━━━ Working data ━━━

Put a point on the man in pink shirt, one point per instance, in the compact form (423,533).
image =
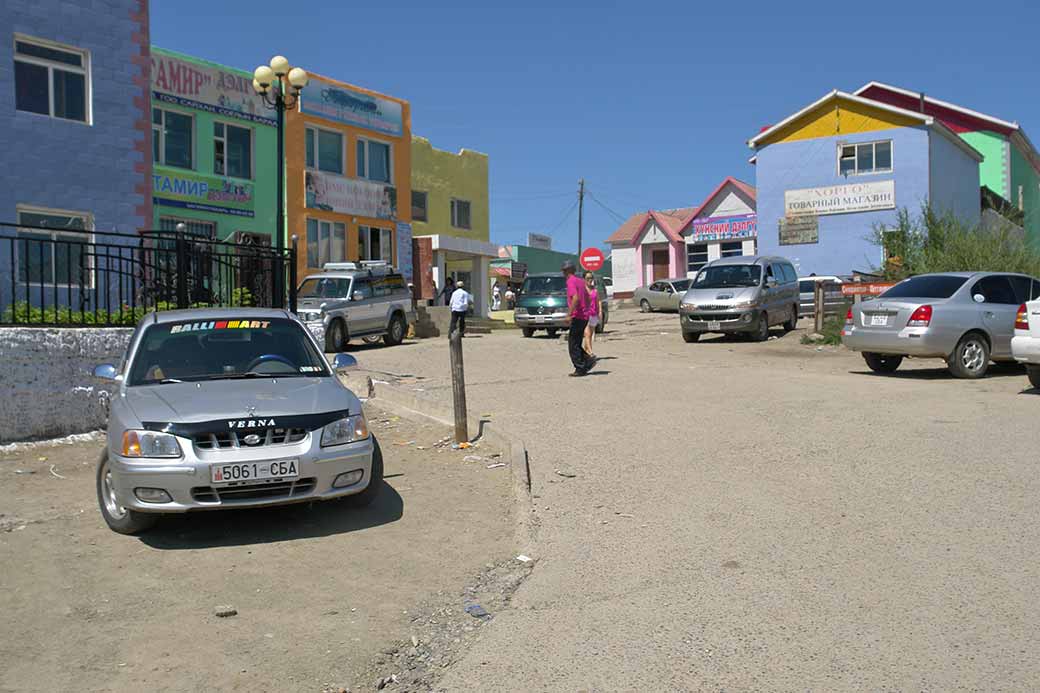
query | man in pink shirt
(577,302)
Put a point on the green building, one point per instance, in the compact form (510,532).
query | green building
(213,149)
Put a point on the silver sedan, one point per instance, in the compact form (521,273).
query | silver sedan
(965,317)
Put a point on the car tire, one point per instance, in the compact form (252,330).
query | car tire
(761,332)
(882,362)
(364,498)
(395,332)
(336,337)
(117,517)
(1033,373)
(970,357)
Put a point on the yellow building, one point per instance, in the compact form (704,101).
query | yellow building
(348,169)
(450,220)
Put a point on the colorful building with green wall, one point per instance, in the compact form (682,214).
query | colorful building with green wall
(1011,167)
(214,147)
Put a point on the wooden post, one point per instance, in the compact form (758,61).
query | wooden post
(459,387)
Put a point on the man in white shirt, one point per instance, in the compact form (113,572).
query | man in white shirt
(461,300)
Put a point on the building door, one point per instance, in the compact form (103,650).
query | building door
(660,264)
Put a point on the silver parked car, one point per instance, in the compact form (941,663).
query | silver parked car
(741,293)
(661,294)
(229,408)
(347,300)
(965,317)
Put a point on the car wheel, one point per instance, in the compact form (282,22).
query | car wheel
(882,362)
(117,517)
(970,358)
(374,481)
(761,333)
(335,337)
(395,333)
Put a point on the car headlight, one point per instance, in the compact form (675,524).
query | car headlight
(150,443)
(344,430)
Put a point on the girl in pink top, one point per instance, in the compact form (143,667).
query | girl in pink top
(592,312)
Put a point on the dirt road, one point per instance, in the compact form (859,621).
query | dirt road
(325,594)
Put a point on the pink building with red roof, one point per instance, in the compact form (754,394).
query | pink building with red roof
(676,242)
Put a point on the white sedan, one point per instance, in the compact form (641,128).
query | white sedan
(1025,343)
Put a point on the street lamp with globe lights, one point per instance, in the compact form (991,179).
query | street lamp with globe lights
(280,84)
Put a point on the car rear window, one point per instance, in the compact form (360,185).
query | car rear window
(926,286)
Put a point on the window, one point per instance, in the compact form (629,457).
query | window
(865,158)
(419,206)
(697,256)
(50,80)
(59,257)
(373,244)
(731,249)
(232,151)
(326,242)
(373,160)
(173,140)
(325,150)
(460,213)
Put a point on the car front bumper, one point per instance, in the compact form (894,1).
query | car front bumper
(188,482)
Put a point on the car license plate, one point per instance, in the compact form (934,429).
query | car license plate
(251,471)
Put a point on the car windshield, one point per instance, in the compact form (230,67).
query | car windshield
(325,287)
(552,284)
(926,286)
(224,350)
(721,276)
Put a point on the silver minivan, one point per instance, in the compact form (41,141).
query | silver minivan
(741,293)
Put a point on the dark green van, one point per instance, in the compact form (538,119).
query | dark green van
(542,304)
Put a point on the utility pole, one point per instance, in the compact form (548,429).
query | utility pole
(580,207)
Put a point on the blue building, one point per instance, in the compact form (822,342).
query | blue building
(75,130)
(831,173)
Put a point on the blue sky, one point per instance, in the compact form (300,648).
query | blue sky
(651,102)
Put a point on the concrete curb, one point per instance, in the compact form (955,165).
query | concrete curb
(513,448)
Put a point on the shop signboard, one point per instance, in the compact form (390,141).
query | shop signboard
(353,107)
(351,196)
(799,230)
(840,199)
(189,190)
(207,87)
(724,228)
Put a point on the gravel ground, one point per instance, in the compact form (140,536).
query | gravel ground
(755,516)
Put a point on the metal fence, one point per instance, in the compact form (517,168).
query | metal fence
(74,277)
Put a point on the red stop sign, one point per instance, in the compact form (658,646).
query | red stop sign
(592,259)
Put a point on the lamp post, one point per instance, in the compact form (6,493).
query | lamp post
(274,83)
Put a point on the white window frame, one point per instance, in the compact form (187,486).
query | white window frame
(389,145)
(162,136)
(253,150)
(875,171)
(50,65)
(343,138)
(453,220)
(84,237)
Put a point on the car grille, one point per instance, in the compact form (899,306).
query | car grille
(234,439)
(274,490)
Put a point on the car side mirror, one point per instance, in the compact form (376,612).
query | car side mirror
(343,362)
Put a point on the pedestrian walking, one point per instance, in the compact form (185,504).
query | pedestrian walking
(461,301)
(592,312)
(577,306)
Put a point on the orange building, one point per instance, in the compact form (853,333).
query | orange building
(348,168)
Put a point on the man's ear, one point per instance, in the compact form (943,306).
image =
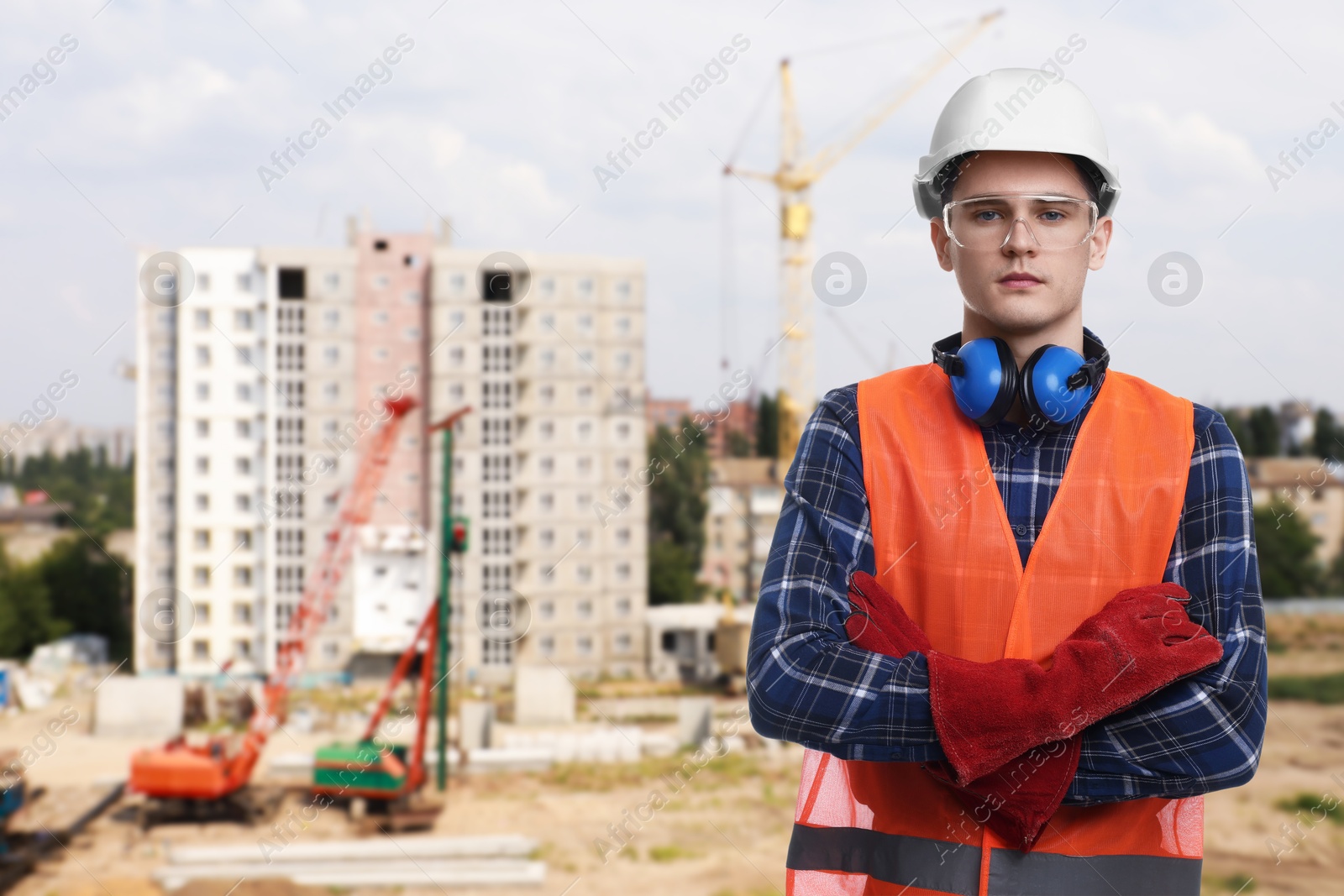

━━━

Starting with the line above that holds "Put a point on the utility" and stopping with the line that holds "Put a point on the shop", reproduce each line exactly, omitting all other lines.

§ **The completed task**:
Put a point on the utility pole, one point per instance, in the compact form (548,429).
query | utility pole
(580,207)
Put a point on the blue building, one point per instance, in the compact form (822,342).
query | blue building
(75,130)
(831,173)
Put a point on the blue sky, one point per instance, in the compact form (300,648).
query | blue sky
(651,102)
Put a point on the concrete curb, one point per instance, in the compact form (955,165).
query | concrete curb
(513,448)
Put a point on the shop signboard, one point per instance, in the compact form (390,141).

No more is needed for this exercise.